Coordinate annotation entries:
[START]

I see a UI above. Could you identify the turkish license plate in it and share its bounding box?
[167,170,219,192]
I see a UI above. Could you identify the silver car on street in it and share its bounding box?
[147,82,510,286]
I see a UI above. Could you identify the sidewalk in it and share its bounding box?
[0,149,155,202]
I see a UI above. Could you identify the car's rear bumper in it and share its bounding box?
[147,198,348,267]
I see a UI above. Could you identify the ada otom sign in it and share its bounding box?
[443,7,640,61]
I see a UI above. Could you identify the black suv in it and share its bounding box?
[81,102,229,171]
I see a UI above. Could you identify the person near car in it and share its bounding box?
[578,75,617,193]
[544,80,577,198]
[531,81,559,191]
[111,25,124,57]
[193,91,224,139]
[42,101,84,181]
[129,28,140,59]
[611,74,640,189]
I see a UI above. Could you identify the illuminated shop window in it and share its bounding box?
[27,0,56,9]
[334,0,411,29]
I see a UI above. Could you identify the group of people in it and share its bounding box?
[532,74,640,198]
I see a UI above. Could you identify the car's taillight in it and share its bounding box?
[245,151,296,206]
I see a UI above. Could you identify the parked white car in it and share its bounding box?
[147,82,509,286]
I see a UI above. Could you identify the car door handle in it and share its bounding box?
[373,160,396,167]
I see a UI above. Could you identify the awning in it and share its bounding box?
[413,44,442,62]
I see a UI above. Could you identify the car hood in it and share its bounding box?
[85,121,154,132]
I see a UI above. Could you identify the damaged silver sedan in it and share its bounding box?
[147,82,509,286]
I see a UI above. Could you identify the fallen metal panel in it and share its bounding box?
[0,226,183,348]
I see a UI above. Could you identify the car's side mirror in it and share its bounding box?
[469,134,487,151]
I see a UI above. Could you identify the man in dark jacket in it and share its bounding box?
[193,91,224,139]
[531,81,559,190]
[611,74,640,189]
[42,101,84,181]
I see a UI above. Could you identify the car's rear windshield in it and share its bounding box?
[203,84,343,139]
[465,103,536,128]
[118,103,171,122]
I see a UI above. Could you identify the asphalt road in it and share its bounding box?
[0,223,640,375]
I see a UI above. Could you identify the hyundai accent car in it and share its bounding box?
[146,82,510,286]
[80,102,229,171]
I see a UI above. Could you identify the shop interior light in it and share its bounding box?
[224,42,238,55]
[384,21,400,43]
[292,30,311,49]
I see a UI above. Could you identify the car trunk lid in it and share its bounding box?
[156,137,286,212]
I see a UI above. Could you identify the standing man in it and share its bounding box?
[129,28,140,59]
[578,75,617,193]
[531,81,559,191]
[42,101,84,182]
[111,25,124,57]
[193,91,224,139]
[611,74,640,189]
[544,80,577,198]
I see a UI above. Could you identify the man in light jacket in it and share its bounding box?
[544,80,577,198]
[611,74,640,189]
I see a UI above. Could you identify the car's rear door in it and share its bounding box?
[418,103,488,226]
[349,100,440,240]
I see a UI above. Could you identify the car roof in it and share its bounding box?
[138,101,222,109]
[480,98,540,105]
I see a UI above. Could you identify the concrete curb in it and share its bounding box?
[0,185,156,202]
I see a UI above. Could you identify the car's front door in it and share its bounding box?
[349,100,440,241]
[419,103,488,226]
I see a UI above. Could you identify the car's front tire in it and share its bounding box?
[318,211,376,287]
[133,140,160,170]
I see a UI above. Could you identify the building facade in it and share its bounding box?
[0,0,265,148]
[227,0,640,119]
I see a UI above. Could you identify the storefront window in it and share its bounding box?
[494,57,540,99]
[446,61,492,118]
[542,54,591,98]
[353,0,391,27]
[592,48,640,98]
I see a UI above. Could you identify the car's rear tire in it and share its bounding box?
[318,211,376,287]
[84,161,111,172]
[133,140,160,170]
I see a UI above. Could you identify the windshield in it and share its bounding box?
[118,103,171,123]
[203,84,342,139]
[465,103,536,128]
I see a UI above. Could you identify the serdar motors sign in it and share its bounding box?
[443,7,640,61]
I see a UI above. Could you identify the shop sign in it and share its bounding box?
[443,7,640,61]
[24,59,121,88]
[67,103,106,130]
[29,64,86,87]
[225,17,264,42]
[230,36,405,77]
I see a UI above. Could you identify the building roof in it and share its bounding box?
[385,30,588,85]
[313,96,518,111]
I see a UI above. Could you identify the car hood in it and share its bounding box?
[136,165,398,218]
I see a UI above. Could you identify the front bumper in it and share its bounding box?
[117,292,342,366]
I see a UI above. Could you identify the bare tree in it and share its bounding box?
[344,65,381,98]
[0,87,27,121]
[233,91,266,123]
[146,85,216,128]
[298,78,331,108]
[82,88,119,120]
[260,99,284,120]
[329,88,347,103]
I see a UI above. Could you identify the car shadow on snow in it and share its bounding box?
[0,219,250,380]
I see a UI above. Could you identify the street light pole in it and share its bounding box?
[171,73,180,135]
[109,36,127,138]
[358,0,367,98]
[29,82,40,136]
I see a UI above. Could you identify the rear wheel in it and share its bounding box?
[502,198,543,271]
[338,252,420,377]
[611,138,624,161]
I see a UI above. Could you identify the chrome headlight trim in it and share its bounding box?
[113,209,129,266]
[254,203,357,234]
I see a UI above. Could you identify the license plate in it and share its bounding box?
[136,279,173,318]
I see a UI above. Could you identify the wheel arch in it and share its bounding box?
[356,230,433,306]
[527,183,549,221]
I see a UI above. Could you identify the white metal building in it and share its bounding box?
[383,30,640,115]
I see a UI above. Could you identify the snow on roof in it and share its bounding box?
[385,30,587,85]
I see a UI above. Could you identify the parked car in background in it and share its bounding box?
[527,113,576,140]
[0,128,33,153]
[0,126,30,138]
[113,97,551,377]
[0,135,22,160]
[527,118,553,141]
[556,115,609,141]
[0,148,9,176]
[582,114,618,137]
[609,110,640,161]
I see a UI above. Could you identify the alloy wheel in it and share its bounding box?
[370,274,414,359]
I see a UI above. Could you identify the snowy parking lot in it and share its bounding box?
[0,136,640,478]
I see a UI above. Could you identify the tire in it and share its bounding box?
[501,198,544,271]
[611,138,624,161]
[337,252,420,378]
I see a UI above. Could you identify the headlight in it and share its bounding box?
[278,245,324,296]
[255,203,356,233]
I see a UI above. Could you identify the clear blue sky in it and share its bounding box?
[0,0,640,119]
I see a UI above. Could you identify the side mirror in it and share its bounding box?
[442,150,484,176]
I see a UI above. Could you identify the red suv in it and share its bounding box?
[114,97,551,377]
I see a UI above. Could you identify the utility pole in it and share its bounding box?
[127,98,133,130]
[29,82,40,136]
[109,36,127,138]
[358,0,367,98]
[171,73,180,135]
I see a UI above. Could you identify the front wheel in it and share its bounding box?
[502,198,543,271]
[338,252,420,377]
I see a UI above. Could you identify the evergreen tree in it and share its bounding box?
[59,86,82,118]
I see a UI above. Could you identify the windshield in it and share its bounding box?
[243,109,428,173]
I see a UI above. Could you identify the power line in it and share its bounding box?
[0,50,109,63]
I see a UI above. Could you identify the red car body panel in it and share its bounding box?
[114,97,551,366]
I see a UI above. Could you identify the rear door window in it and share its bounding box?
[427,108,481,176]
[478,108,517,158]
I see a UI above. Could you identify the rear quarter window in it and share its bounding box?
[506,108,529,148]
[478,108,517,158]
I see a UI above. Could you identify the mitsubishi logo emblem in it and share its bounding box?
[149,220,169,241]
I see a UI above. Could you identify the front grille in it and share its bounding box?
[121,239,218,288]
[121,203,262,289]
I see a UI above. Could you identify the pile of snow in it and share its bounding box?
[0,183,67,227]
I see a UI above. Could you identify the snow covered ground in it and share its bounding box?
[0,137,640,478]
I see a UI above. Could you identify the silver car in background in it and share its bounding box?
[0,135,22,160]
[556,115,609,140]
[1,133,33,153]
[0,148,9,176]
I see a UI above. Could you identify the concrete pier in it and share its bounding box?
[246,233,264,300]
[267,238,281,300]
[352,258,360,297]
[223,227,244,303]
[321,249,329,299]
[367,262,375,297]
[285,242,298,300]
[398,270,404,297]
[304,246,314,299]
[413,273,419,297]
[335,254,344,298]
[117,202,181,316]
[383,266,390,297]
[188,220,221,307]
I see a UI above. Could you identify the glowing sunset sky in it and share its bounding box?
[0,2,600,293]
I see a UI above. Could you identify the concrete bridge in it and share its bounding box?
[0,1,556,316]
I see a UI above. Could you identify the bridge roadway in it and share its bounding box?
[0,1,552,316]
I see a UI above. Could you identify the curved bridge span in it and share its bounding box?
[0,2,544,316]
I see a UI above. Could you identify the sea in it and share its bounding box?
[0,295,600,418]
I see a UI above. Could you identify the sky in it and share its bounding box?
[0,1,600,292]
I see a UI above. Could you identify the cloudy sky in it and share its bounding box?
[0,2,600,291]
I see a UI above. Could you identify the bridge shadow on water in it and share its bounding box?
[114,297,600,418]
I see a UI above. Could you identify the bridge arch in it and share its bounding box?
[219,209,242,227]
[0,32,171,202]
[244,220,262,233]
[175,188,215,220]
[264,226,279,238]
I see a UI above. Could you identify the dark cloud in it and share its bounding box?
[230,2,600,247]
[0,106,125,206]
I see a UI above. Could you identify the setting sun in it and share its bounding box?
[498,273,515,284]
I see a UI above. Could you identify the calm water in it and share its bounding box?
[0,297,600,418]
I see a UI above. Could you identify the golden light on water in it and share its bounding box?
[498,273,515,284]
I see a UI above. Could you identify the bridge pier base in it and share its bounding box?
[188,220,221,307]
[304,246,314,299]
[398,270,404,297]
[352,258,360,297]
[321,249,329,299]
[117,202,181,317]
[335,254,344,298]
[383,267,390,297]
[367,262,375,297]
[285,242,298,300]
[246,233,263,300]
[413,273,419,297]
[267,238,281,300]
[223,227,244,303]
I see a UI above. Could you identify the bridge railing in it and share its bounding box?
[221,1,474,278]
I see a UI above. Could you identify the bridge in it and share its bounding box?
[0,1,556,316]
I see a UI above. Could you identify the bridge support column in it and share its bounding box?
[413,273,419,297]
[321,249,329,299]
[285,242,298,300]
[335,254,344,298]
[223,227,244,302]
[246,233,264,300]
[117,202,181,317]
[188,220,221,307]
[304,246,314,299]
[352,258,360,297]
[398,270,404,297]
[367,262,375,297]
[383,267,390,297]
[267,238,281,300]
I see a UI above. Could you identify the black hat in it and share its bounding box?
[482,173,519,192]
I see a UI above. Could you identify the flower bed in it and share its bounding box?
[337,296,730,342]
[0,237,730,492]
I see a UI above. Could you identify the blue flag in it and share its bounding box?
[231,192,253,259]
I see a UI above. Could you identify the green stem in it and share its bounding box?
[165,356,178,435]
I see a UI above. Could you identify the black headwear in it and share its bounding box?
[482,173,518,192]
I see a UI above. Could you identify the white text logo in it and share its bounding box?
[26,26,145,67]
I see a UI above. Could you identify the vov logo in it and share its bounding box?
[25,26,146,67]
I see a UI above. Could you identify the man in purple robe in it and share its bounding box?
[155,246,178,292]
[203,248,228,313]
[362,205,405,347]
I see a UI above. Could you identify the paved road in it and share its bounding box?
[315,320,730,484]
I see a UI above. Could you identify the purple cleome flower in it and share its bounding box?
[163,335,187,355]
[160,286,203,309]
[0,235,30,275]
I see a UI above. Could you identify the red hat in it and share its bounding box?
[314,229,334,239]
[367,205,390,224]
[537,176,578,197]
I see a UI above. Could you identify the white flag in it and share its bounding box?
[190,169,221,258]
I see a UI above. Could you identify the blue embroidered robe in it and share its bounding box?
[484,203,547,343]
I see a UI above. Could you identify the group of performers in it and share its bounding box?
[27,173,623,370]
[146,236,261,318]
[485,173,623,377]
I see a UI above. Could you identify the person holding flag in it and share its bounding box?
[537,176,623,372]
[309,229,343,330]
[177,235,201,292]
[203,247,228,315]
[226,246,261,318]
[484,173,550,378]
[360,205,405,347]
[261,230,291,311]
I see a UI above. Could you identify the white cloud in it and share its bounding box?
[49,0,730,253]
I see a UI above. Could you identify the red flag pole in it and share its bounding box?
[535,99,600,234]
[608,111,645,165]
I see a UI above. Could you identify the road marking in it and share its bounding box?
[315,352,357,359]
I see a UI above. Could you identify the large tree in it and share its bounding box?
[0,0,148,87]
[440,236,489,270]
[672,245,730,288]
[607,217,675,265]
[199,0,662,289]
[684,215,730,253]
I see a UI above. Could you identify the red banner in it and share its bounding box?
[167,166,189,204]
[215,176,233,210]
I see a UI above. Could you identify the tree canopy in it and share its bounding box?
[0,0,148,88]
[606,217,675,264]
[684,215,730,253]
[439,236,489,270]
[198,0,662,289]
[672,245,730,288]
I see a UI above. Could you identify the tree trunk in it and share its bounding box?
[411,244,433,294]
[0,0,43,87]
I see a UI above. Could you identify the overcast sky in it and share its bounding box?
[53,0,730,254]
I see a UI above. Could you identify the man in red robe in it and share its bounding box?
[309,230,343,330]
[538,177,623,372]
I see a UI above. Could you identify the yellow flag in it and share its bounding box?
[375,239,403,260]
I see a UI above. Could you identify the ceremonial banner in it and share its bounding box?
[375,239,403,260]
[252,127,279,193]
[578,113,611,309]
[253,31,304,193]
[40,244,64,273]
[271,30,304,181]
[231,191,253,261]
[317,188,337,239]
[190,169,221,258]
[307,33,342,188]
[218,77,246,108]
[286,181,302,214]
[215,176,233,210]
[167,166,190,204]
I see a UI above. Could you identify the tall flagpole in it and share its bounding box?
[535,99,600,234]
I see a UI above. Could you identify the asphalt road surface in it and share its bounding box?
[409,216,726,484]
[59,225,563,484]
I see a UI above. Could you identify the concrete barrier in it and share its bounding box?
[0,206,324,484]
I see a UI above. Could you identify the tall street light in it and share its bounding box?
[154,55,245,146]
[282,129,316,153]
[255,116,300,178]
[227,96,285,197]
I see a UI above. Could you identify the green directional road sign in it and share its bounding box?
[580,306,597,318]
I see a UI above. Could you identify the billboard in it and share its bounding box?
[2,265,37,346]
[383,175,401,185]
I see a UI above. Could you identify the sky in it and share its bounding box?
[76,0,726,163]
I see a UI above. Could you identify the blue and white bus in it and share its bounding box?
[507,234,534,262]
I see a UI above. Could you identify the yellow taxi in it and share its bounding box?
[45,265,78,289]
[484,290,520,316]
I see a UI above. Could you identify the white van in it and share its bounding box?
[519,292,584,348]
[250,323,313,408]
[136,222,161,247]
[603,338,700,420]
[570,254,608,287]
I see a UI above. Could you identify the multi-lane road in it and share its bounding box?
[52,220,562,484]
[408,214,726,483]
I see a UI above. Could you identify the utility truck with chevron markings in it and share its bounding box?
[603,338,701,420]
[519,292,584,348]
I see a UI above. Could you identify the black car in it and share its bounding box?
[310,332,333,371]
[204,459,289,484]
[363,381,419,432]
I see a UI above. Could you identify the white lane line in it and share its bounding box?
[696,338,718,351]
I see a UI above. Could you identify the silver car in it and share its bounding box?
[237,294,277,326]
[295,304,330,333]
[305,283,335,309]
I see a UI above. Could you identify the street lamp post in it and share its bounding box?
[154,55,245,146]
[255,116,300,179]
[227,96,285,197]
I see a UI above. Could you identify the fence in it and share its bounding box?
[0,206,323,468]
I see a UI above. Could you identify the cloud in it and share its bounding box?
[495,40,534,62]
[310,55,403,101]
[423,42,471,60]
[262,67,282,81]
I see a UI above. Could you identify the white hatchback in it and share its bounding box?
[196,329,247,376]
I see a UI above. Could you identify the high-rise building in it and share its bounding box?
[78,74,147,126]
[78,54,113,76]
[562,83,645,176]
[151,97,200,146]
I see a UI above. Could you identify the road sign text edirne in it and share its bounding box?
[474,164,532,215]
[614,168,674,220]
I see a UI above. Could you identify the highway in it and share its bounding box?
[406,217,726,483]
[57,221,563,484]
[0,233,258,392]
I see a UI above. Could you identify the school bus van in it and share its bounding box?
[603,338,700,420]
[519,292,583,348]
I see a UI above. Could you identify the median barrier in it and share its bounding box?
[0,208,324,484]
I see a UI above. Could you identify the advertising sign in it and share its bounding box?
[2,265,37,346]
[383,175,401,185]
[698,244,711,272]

[END]

Instructions for the task
Render the data from its first line through the line containing "[0,226,183,348]", both included, as a JSON list of strings with one string per line and blank lines omitted.

Task response
[
  "I see a UI above. Could you identify the turkish license plate in it and share its bounding box?",
  "[167,170,219,192]",
  "I see a UI above. Could you identify the silver car on street in it and share its bounding box?",
  "[147,82,510,286]",
  "I see a UI above. Could you identify the sidewalk in it and share its bounding box?",
  "[0,149,155,202]",
  "I see a UI above. Could you identify the car's rear bumper in it and share its bounding box?",
  "[147,198,348,267]",
  "I see a UI above. Could you identify the ada otom sign in it and share its bounding box?",
  "[443,7,640,61]",
  "I see a UI above. Could you identify the black suv in it and share its bounding box?",
  "[81,102,229,171]",
  "I see a UI above. Could you identify the person near car in it and share its bounding box?",
  "[578,75,617,193]",
  "[544,80,577,198]",
  "[531,81,559,191]",
  "[111,25,124,57]",
  "[193,91,224,139]",
  "[42,101,84,181]",
  "[129,28,140,59]",
  "[611,74,640,189]",
  "I see a UI above. Could you identify the illuminated shop window in it and share its bounding box?",
  "[27,0,56,9]",
  "[334,0,411,29]",
  "I see a UI above. Could you identify the group of people in it and share its bounding box?",
  "[532,74,640,198]",
  "I see a UI above. Could you identify the car's taillight in it and share its bounding box?",
  "[245,151,296,206]",
  "I see a UI above. Could you identify the parked white car in it and share its bounding box?",
  "[147,82,509,286]",
  "I see a UI above. Could you identify the car door handle in it and share its bounding box?",
  "[373,160,396,167]",
  "I see a UI above. Could you identify the awning in it and share its bounding box?",
  "[413,44,442,62]",
  "I see a UI above. Could you identify the car hood in it and share its bounding box?",
  "[85,121,154,132]",
  "I see a UI above. Could you identify the damaged silver sedan in it and share its bounding box?",
  "[147,82,509,286]",
  "I see a UI above. Could you identify the fallen metal panel in it and share its bounding box?",
  "[0,226,183,348]"
]